**PROBLEM TO SOLVE**.
Could you copy the records below word for word, from the line containing "the wet sand" through the line containing "x=469, y=285", including both of those lines, while leaving the pictures out?

**DATA FOR THIS TASK**.
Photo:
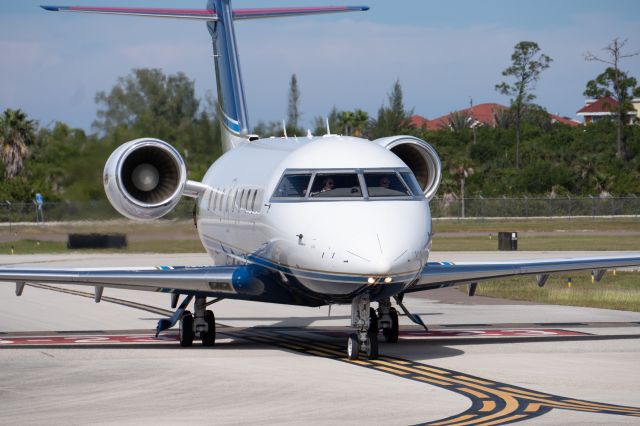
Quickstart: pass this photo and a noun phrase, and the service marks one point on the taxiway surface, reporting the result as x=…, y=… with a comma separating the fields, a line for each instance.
x=64, y=359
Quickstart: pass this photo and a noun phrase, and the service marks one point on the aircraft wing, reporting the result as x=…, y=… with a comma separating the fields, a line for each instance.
x=219, y=281
x=444, y=274
x=206, y=14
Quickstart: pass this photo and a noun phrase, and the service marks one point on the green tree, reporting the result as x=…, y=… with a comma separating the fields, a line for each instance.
x=527, y=63
x=393, y=119
x=149, y=100
x=320, y=123
x=353, y=123
x=617, y=84
x=16, y=134
x=293, y=110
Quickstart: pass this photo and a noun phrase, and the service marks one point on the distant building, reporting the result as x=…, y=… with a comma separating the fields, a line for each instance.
x=604, y=108
x=481, y=114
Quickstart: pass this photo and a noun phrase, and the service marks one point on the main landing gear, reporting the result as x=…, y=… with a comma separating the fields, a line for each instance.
x=368, y=324
x=201, y=323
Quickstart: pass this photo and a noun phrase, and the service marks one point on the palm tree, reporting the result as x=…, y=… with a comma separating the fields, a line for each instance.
x=345, y=120
x=461, y=173
x=16, y=134
x=360, y=120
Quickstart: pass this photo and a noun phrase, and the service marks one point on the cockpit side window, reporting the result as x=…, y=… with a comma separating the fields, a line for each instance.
x=411, y=180
x=343, y=185
x=385, y=184
x=293, y=186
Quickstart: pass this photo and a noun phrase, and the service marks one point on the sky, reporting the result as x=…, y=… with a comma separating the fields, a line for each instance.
x=444, y=53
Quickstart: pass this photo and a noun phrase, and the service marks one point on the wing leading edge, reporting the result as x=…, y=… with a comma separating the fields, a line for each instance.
x=442, y=274
x=236, y=282
x=207, y=14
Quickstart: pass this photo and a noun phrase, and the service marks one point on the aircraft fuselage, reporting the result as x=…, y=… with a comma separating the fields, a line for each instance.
x=324, y=247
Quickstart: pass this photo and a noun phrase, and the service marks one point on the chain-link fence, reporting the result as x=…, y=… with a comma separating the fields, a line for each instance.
x=440, y=207
x=535, y=207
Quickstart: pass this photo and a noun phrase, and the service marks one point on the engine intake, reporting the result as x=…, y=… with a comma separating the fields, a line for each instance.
x=145, y=178
x=420, y=157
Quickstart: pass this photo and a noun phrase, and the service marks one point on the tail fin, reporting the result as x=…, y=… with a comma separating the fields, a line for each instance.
x=219, y=18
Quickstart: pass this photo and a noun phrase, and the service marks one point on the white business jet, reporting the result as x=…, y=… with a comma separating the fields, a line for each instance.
x=306, y=221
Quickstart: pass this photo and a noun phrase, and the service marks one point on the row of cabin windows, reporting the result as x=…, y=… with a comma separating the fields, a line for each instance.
x=238, y=200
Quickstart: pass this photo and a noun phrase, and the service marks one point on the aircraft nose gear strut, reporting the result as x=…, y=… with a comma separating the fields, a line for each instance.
x=365, y=339
x=388, y=321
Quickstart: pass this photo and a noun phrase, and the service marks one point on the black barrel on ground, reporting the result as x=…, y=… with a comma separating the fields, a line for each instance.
x=508, y=241
x=96, y=241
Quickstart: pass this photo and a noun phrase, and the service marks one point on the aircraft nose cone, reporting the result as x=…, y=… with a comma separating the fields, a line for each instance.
x=381, y=266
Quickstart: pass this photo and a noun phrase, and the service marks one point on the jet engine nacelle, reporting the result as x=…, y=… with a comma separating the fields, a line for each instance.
x=421, y=158
x=145, y=178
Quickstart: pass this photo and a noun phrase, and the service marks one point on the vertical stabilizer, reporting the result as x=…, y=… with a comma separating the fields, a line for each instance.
x=232, y=107
x=231, y=98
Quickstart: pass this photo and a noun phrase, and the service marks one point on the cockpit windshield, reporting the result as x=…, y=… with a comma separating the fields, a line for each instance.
x=374, y=184
x=336, y=185
x=385, y=184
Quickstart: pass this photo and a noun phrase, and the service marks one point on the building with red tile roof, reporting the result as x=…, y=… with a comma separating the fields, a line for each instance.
x=481, y=114
x=598, y=109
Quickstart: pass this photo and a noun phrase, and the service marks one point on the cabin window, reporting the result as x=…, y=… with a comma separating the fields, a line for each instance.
x=241, y=201
x=343, y=185
x=253, y=202
x=293, y=186
x=233, y=203
x=385, y=184
x=221, y=199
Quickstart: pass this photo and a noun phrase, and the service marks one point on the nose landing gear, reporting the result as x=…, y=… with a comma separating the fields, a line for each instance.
x=368, y=323
x=201, y=323
x=365, y=320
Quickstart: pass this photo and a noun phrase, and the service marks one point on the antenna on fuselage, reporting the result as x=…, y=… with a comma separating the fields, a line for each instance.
x=326, y=121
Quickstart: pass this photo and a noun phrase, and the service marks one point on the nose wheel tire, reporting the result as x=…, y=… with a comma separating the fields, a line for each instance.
x=391, y=334
x=209, y=337
x=372, y=343
x=353, y=347
x=186, y=329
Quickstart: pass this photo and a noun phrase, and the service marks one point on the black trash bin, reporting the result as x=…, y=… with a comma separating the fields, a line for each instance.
x=508, y=241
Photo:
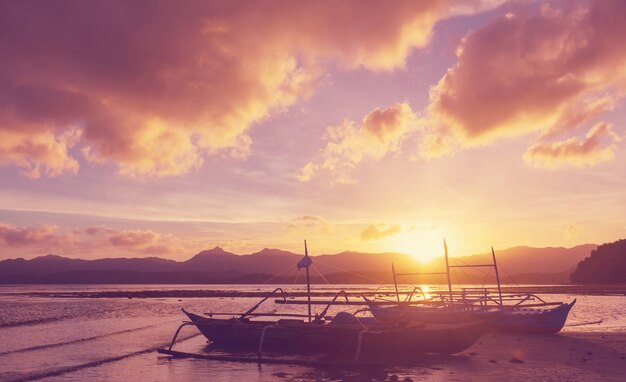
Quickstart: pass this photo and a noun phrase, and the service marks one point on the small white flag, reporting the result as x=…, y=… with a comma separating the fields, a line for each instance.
x=305, y=262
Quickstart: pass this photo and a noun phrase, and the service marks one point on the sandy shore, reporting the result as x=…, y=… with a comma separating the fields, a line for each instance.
x=568, y=356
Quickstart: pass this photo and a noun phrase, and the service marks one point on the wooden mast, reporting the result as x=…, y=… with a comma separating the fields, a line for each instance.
x=308, y=282
x=395, y=283
x=445, y=247
x=495, y=266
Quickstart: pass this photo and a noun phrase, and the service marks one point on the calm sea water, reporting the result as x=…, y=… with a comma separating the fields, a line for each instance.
x=115, y=339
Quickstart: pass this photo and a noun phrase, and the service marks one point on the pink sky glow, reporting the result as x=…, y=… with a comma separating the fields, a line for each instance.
x=161, y=128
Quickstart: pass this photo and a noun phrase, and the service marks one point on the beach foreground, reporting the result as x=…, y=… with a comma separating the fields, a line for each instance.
x=115, y=339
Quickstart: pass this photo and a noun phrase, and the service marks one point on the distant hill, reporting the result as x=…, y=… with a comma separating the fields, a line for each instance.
x=518, y=264
x=606, y=265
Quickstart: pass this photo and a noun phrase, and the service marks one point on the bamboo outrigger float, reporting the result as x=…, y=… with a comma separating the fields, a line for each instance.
x=520, y=317
x=361, y=339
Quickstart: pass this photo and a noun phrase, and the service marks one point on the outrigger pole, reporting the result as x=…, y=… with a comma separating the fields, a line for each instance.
x=495, y=266
x=395, y=283
x=445, y=248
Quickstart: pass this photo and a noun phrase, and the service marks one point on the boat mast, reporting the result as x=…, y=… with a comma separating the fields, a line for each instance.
x=308, y=282
x=395, y=283
x=495, y=266
x=445, y=247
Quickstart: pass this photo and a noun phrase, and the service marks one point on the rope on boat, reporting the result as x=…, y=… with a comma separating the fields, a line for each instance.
x=261, y=340
x=350, y=272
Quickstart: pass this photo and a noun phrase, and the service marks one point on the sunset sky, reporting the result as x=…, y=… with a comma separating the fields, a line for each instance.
x=161, y=128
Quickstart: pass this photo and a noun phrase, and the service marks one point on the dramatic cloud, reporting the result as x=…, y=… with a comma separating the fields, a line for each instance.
x=573, y=231
x=12, y=236
x=380, y=132
x=308, y=224
x=597, y=146
x=155, y=86
x=538, y=69
x=138, y=238
x=379, y=231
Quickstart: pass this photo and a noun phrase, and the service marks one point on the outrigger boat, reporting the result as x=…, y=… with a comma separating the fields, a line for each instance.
x=521, y=317
x=345, y=333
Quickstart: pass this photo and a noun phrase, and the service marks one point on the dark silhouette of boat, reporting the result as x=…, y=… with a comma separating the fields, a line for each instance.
x=502, y=319
x=343, y=334
x=453, y=307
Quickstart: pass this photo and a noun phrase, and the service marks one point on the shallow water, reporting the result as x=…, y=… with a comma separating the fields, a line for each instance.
x=115, y=339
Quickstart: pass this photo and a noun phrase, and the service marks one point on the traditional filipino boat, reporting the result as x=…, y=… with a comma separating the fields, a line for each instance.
x=543, y=317
x=345, y=333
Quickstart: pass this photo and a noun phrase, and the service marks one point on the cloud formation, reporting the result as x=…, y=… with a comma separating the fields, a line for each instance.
x=381, y=131
x=538, y=69
x=155, y=87
x=597, y=146
x=308, y=224
x=13, y=236
x=379, y=231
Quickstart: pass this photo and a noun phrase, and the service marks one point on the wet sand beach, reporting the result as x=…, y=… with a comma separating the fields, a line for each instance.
x=115, y=339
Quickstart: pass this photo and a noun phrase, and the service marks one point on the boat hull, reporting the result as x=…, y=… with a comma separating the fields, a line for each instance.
x=545, y=321
x=518, y=320
x=327, y=338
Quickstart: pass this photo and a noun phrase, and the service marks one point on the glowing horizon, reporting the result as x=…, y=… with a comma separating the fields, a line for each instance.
x=374, y=128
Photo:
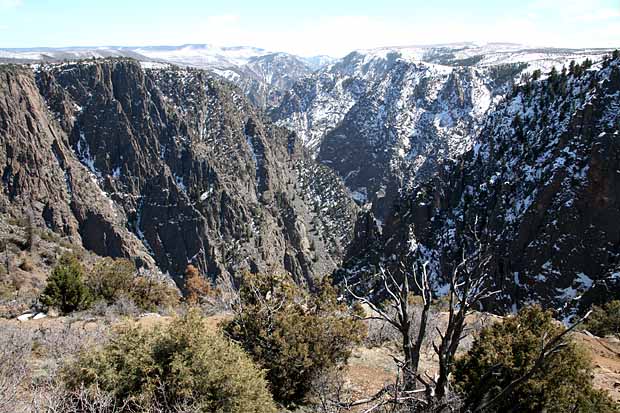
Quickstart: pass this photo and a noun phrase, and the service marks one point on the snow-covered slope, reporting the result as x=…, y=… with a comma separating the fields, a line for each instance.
x=540, y=187
x=384, y=116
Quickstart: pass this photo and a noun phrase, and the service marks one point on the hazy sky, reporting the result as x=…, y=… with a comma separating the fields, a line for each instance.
x=332, y=27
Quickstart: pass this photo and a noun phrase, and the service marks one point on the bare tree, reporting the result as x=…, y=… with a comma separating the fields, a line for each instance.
x=469, y=285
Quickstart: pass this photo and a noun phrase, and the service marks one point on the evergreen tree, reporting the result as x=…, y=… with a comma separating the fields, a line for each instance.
x=65, y=288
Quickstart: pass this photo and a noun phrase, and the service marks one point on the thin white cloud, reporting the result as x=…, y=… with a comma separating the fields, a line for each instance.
x=10, y=4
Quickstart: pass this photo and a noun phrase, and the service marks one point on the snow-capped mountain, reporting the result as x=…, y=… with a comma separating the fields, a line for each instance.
x=382, y=116
x=262, y=74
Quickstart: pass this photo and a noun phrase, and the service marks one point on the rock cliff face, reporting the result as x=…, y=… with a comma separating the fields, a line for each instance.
x=166, y=166
x=383, y=117
x=540, y=185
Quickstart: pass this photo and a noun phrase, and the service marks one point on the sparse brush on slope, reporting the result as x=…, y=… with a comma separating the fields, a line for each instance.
x=508, y=351
x=292, y=334
x=164, y=367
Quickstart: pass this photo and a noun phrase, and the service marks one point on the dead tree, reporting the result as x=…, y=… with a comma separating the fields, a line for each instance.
x=468, y=284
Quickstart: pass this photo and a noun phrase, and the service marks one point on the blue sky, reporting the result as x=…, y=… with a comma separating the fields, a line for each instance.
x=332, y=27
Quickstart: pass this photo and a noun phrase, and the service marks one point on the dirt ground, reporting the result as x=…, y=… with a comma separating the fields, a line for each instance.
x=369, y=369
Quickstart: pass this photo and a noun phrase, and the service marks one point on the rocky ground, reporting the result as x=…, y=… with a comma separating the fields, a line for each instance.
x=370, y=366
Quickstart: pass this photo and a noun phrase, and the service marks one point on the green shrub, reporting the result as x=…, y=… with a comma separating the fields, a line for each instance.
x=110, y=279
x=65, y=288
x=292, y=334
x=176, y=365
x=511, y=347
x=605, y=320
x=150, y=293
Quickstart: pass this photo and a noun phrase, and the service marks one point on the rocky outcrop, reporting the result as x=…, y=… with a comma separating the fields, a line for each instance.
x=540, y=186
x=167, y=165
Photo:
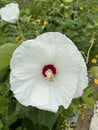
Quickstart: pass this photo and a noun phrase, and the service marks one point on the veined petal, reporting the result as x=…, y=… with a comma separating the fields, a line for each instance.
x=10, y=13
x=51, y=71
x=30, y=92
x=59, y=93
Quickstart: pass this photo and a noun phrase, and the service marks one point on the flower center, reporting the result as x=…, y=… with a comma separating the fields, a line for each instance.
x=49, y=71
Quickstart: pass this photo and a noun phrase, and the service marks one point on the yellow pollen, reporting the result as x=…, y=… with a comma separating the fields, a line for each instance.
x=49, y=73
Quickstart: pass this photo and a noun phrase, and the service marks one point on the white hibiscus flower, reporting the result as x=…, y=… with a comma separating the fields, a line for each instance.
x=10, y=13
x=47, y=72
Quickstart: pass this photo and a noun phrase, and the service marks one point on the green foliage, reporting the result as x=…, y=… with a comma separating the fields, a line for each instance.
x=76, y=19
x=6, y=52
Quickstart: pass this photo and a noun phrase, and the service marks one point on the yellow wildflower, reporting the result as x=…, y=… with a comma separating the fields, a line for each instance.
x=81, y=8
x=38, y=20
x=96, y=81
x=94, y=61
x=96, y=56
x=45, y=22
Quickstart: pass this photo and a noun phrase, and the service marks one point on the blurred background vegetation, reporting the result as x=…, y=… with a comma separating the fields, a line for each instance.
x=77, y=19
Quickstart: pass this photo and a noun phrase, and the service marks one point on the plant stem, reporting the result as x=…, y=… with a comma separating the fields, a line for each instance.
x=92, y=43
x=19, y=29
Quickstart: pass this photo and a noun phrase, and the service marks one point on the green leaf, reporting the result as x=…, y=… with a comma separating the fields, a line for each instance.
x=5, y=128
x=3, y=104
x=11, y=119
x=89, y=91
x=88, y=101
x=6, y=52
x=47, y=118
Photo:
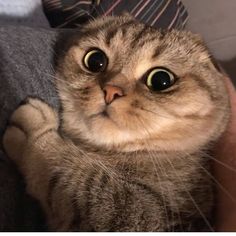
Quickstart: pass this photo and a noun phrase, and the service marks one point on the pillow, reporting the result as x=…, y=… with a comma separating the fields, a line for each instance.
x=25, y=69
x=158, y=13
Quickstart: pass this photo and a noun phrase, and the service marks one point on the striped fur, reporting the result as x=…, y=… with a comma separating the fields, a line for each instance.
x=143, y=166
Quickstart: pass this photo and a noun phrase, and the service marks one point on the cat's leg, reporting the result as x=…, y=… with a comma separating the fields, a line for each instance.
x=33, y=143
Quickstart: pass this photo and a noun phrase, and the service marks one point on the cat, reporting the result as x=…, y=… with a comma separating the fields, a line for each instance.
x=128, y=152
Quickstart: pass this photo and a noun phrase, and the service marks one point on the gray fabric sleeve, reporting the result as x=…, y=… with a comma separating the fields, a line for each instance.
x=25, y=68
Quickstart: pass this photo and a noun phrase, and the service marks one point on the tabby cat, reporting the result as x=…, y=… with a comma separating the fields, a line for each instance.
x=140, y=109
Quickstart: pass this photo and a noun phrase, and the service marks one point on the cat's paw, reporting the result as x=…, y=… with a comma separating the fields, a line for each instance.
x=29, y=122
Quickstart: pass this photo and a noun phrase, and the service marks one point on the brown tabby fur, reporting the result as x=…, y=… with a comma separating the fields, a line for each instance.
x=141, y=165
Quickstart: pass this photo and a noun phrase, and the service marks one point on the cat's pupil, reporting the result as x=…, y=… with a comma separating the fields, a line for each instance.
x=161, y=80
x=96, y=61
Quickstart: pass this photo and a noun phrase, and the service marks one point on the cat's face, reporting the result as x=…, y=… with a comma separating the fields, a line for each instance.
x=129, y=86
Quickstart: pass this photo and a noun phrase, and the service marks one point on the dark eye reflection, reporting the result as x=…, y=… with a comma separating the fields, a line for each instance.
x=159, y=79
x=95, y=60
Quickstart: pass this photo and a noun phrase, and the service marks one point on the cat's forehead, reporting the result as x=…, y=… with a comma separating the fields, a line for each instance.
x=135, y=45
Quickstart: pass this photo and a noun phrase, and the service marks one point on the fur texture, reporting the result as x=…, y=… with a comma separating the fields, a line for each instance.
x=138, y=163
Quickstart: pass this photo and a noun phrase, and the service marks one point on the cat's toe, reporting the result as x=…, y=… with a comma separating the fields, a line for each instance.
x=34, y=117
x=14, y=141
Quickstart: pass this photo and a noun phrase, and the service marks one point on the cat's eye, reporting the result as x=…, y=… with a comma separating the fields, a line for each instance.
x=95, y=60
x=160, y=79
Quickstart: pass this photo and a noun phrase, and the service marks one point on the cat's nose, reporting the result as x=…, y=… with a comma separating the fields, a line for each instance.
x=112, y=92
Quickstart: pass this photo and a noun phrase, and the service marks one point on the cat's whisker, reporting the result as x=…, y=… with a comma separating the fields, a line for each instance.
x=222, y=163
x=219, y=184
x=153, y=157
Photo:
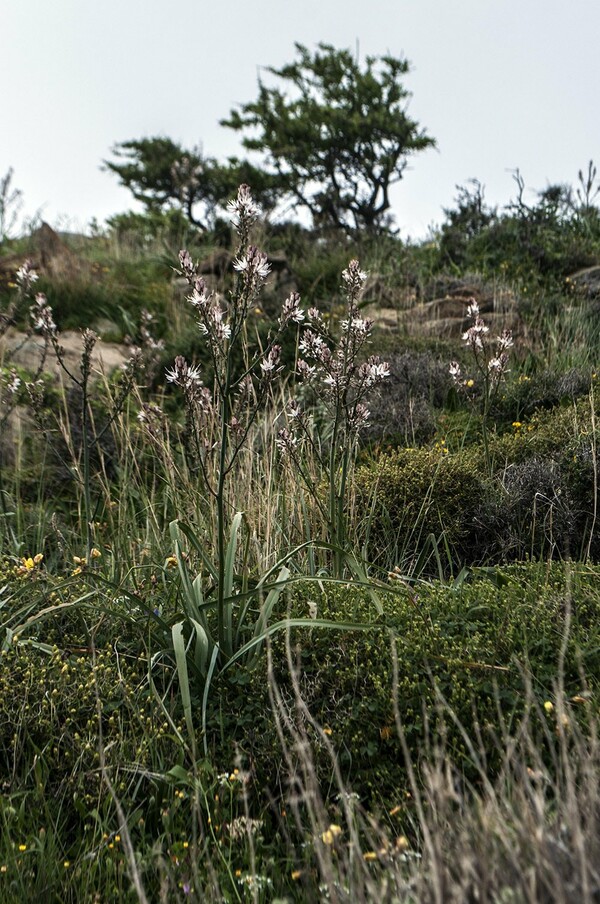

**WRITTEN RESPONSE**.
Quickstart: pass this photo and a noun phrase, and the service marks one point on the wet sand beach, reporting the result as x=…, y=… with a comma separating the fields, a line for each instance.
x=115, y=339
Quickstart: pass this photo and a noun phrase, and the service marks one point on the boat hull, reporting the result as x=…, y=… with a comma separating the fields, a line for each instance.
x=545, y=321
x=518, y=320
x=327, y=338
Quickstart: pass this photo and a noun phrase, and the service marks one point on the glowing horizon, reporting the result as x=…, y=… with a comma separating the fields, a line for each instance.
x=374, y=128
Photo:
Quickstart: pass this photo and a noun phrase, and the service marks one point on the snow-covered slope, reporting the result as x=…, y=… with a comma separating the fields, a line for each instance.
x=540, y=187
x=384, y=116
Quickstart: pass this photo and a noun phrase, and the service marks one point on the hazy sky, reporting the result as x=…, y=… with a comma separating the fields, a line for each instance.
x=332, y=27
Quickstart: pass this photo and a noun phrase, and the service marks one point on the bare tree, reporting the result as x=…, y=… with a comma separating the fields, a line for each instance.
x=469, y=285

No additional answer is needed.